AIM OF THE EXERCISE: In the data below, give the number of lines that contain the word "tree". Nothing else is needed.

[Point-per-instance localization data]
◆ ◆ ◆ ◆ ◆

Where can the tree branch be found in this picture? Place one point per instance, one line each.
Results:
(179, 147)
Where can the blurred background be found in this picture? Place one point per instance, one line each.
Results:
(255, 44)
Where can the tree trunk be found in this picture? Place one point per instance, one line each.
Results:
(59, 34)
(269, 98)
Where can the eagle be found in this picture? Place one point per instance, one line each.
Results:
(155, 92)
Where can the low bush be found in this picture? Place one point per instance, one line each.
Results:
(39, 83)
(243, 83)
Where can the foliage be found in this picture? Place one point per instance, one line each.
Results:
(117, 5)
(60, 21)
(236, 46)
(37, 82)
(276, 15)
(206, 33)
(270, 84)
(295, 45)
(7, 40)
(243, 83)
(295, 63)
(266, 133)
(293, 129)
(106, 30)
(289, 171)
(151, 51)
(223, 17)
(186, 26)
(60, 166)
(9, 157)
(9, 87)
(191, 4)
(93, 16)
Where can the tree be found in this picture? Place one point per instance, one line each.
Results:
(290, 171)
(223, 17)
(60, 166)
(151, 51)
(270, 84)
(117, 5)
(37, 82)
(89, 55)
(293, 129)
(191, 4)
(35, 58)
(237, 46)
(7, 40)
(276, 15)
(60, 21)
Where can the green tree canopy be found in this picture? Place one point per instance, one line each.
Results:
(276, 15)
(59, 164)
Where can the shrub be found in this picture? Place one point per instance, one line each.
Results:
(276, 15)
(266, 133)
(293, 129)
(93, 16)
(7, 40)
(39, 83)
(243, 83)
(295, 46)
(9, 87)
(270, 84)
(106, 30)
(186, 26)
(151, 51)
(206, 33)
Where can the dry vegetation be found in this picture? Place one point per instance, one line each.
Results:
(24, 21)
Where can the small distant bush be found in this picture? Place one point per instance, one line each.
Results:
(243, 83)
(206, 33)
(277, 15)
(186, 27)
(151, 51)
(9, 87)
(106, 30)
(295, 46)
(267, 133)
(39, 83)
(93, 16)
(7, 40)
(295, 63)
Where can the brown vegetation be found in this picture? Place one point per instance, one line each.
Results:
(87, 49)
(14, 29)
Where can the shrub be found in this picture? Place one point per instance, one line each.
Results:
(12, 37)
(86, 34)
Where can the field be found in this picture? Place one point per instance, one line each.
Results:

◆ ◆ ◆ ◆ ◆

EXPECTED ANSWER: 4